Items listed in a dataset:
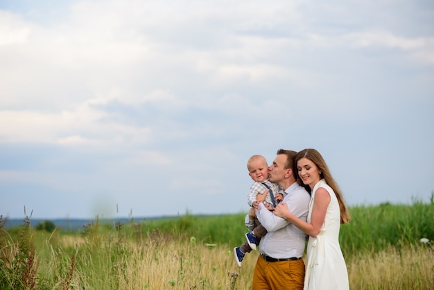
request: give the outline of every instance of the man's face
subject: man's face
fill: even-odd
[[[272,162],[272,164],[268,167],[268,176],[270,181],[280,183],[285,179],[285,175],[288,173],[288,169],[285,168],[287,157],[284,154],[279,154]]]

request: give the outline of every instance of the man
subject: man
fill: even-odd
[[[269,178],[285,189],[283,202],[289,211],[306,221],[311,196],[297,182],[296,154],[288,150],[277,151],[268,167]],[[305,267],[302,257],[306,234],[269,211],[261,202],[264,196],[258,194],[254,207],[258,219],[268,232],[259,243],[261,255],[254,267],[252,289],[302,289]]]

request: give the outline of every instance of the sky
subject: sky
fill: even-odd
[[[434,2],[0,0],[0,214],[247,212],[318,150],[349,206],[434,191]]]

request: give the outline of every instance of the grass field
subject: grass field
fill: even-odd
[[[350,208],[340,244],[352,289],[432,289],[434,203]],[[244,213],[101,224],[80,232],[0,222],[1,289],[250,289],[257,252],[238,268]]]

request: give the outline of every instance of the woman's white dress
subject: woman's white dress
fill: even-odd
[[[320,234],[316,238],[309,237],[304,289],[349,289],[347,266],[339,245],[339,203],[334,191],[324,179],[320,180],[312,190],[307,221],[311,222],[315,193],[319,187],[325,188],[331,199]]]

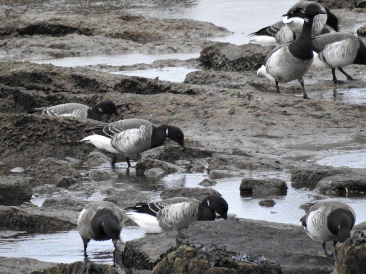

#### What to produce:
Pick out every line of the data above that contains the word "give", and copy each of those lines in full. Matching is case-sensitive.

#### Complete response:
request: give the outline of every instance of the man's face
request: give the outline of every instance of the man
request: give the outline of every instance of the sky
request: give the outline of every instance of the grass field
request: give the outline of every instance of the woman's white dress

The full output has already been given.